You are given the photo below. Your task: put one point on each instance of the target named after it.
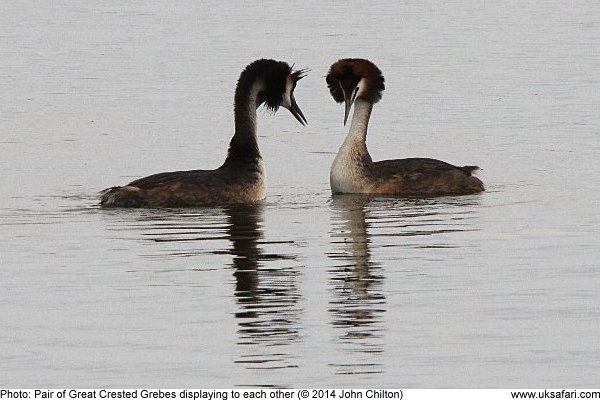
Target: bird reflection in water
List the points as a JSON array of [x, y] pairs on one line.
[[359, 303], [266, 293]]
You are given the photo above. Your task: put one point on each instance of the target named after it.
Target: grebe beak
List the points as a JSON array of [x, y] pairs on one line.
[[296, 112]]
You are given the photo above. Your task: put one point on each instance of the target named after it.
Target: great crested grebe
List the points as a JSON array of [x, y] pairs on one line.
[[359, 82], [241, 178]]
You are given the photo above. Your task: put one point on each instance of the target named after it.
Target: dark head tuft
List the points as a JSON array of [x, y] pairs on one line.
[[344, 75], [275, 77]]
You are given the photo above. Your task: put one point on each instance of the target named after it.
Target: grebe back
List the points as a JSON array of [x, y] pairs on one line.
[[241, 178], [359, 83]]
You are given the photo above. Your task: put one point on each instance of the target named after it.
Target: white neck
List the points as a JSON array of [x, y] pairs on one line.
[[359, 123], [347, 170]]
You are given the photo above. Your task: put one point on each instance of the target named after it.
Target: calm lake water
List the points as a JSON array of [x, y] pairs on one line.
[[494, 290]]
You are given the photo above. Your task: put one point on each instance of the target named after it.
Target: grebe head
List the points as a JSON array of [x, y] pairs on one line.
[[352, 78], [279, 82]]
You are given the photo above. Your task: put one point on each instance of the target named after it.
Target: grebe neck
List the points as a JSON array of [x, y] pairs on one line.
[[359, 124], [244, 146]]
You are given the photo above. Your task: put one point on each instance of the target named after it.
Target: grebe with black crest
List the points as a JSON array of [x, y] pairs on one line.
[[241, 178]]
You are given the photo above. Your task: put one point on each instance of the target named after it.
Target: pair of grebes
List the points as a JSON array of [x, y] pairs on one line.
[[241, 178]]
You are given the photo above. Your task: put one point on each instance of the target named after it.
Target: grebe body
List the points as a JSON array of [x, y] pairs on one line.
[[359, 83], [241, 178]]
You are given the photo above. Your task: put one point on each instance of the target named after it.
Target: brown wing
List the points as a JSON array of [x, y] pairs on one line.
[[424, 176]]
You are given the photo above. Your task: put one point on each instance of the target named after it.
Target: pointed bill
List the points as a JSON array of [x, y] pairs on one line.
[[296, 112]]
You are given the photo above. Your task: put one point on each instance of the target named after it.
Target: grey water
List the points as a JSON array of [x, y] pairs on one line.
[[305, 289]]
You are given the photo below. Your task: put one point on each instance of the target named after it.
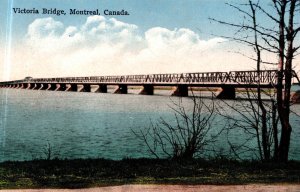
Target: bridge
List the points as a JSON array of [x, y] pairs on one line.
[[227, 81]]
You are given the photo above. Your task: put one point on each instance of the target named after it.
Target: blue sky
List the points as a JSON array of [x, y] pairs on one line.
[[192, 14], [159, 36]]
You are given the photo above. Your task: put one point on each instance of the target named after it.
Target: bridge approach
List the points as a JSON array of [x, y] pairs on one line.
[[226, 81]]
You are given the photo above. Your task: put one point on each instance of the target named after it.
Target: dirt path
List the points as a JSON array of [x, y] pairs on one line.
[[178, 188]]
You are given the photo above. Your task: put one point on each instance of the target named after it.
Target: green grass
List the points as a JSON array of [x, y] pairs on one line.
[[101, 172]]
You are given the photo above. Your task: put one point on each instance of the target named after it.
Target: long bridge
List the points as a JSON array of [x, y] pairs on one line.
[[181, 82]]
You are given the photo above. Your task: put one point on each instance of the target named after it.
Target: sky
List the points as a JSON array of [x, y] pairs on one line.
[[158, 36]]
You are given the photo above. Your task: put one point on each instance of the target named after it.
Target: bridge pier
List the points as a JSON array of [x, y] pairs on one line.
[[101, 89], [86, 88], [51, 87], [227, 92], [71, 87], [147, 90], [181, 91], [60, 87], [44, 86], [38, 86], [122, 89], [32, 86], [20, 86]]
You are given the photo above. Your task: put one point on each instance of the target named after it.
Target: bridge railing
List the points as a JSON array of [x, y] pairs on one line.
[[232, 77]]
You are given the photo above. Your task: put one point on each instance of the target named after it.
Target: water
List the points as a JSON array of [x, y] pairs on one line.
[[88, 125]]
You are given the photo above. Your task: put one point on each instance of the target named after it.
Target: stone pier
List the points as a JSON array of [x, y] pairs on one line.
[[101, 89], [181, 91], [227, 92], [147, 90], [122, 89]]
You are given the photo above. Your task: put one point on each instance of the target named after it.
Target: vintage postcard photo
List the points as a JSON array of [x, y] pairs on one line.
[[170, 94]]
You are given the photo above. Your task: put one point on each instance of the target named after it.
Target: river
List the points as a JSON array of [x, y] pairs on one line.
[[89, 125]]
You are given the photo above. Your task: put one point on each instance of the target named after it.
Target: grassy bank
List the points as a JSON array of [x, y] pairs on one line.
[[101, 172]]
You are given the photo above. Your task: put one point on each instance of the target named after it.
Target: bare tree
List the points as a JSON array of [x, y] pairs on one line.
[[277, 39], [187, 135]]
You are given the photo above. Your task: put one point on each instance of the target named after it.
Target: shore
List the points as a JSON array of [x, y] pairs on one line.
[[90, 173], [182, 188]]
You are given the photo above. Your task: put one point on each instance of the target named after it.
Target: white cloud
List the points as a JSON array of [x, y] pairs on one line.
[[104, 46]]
=======
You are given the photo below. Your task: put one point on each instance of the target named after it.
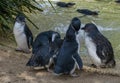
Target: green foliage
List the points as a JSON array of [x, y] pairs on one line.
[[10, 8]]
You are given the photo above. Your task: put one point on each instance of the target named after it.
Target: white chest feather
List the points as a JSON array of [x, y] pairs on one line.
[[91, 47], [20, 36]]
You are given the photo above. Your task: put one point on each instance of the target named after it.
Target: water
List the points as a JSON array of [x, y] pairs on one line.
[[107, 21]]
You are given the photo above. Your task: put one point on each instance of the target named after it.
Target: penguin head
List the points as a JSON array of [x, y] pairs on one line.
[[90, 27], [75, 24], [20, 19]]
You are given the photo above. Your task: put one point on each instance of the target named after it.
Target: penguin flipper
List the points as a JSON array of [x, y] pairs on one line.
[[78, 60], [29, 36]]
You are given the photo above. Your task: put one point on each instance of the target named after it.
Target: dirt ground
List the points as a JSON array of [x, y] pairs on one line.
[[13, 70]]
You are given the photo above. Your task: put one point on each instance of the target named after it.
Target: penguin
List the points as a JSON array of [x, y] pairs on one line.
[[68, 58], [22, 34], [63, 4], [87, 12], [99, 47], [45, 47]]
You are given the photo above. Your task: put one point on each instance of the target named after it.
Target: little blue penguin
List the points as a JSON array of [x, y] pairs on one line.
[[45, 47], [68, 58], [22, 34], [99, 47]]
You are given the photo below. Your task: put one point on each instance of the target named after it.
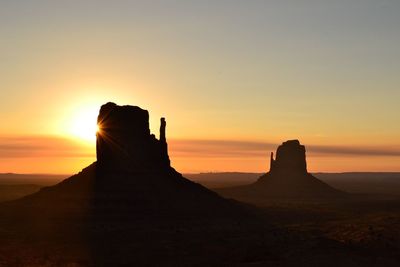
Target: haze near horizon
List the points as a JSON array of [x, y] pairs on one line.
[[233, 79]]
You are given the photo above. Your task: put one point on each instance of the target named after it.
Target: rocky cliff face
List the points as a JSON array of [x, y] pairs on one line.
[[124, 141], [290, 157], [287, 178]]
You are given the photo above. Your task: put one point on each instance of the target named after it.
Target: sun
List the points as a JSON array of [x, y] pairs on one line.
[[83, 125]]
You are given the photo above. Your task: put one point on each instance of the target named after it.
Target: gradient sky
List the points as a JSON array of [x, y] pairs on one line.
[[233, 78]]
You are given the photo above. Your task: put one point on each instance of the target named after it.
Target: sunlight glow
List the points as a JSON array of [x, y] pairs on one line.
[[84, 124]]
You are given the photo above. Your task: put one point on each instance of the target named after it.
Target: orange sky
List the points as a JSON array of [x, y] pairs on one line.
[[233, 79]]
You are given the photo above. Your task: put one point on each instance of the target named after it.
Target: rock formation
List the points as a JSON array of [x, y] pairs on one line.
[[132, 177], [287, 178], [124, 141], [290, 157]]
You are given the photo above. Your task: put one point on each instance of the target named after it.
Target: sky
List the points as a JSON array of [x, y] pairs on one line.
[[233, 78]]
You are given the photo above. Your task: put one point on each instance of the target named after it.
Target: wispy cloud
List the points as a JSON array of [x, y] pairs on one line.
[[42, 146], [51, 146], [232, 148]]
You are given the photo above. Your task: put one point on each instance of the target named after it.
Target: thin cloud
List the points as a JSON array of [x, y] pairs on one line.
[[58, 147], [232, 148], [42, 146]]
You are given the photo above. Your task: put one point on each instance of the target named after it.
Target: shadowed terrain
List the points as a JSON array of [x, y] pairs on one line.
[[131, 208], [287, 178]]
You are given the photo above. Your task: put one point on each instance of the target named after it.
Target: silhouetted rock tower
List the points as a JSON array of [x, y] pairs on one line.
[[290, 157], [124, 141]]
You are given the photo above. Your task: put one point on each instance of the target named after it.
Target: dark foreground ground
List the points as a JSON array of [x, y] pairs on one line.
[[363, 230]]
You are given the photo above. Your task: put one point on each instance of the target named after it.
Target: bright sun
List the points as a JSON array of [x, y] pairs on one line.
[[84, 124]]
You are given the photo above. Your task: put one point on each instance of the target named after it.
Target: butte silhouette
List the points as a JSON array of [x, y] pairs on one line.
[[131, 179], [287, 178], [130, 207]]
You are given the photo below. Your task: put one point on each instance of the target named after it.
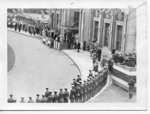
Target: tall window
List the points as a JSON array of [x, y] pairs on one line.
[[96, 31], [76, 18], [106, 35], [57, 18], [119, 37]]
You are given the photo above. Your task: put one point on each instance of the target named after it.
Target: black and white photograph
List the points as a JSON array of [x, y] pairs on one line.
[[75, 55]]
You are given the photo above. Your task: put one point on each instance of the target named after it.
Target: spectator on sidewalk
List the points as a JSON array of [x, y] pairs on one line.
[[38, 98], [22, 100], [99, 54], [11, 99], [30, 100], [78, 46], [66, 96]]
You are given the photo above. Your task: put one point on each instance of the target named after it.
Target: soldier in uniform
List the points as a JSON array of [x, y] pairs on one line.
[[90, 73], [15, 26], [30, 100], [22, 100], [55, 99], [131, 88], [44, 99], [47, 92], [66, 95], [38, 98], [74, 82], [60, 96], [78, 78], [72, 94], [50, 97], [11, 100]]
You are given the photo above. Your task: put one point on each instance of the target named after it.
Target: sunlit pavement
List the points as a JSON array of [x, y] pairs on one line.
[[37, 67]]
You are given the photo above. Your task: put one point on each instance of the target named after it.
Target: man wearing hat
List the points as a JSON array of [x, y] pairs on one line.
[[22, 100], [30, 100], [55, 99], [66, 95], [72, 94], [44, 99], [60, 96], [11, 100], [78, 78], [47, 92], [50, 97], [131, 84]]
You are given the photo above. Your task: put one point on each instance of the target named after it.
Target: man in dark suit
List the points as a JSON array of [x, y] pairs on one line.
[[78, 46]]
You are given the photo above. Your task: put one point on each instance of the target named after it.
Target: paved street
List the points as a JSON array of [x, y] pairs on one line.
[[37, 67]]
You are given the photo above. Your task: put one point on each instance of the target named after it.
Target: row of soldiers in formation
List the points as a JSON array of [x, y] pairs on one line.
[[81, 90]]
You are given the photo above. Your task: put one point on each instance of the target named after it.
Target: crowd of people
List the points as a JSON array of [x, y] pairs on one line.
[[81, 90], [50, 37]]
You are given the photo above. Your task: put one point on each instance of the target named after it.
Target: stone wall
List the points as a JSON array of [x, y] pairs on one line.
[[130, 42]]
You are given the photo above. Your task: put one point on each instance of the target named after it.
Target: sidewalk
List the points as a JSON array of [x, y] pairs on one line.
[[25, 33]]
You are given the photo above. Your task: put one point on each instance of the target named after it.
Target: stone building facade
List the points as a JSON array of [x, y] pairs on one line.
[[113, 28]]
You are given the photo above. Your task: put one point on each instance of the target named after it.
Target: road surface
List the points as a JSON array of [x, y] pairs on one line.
=======
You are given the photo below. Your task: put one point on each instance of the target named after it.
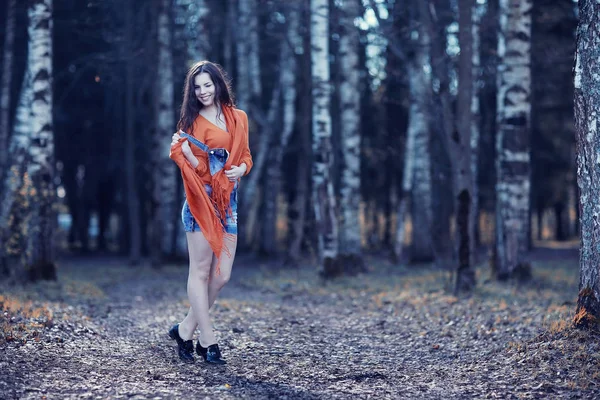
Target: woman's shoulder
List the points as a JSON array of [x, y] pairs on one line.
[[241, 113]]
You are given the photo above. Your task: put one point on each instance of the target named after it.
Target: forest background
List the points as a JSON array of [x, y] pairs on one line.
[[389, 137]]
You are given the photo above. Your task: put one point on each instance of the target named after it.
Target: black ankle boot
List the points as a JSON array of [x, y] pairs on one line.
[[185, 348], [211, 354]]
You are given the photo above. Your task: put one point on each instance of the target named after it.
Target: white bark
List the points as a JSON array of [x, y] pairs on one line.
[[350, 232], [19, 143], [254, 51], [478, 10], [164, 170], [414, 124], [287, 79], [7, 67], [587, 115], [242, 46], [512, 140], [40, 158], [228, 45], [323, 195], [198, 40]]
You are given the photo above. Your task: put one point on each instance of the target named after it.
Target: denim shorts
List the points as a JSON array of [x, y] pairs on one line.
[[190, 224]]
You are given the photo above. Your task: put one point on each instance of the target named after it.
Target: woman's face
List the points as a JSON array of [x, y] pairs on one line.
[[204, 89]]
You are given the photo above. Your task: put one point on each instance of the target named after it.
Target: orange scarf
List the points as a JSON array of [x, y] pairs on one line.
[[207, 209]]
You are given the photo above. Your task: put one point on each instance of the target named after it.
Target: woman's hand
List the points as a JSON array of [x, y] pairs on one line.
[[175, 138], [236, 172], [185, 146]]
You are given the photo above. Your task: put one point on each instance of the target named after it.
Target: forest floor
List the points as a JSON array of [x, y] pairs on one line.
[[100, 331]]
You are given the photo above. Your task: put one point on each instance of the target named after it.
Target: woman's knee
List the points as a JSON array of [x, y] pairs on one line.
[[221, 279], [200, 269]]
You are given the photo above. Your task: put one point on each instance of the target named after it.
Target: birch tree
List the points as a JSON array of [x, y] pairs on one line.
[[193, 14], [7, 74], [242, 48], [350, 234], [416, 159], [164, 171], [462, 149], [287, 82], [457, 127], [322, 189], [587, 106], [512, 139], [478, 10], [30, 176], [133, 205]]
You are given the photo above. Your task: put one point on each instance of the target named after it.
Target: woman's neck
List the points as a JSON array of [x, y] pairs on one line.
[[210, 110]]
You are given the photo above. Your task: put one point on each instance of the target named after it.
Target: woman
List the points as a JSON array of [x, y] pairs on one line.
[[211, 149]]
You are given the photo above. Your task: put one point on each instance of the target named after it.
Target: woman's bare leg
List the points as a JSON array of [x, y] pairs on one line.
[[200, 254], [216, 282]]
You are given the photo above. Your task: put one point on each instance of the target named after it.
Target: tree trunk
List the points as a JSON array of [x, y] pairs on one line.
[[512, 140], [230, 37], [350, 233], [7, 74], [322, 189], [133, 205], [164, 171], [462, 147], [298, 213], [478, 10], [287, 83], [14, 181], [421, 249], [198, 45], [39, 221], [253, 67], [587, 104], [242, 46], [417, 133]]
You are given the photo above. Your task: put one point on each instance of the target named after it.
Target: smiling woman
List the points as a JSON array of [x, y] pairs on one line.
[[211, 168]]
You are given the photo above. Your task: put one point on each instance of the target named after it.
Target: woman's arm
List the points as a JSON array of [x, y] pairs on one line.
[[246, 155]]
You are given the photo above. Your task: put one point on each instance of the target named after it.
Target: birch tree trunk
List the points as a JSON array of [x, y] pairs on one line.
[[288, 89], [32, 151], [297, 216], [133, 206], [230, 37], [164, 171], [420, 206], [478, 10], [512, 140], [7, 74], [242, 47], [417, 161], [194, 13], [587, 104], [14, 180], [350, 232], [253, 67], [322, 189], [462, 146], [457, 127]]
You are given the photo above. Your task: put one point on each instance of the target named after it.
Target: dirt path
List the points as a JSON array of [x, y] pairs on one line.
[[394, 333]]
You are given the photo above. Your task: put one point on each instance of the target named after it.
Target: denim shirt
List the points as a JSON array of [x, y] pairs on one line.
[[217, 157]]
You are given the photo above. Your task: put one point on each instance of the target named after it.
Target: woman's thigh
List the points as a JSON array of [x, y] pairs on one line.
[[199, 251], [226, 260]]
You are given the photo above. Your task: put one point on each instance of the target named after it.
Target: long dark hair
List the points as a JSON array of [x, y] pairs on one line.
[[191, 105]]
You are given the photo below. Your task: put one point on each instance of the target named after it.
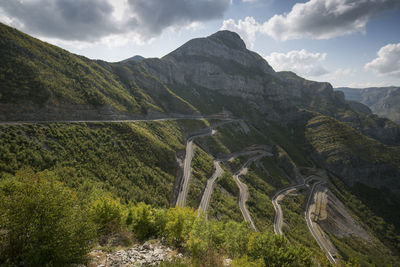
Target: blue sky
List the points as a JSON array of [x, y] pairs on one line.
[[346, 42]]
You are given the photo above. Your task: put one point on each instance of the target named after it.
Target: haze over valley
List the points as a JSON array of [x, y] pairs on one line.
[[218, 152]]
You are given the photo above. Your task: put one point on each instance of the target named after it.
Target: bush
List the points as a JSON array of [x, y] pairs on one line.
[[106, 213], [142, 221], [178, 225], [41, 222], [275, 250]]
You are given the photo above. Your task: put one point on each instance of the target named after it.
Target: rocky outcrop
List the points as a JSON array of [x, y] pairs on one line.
=======
EXERCISE REQUIREMENTS.
Pick out every line in the listing above that contains the word "trunk". Treat uppercase and lowercase letters as different.

RESPONSE TO THIS TASK.
Target: tree trunk
Target: birch tree trunk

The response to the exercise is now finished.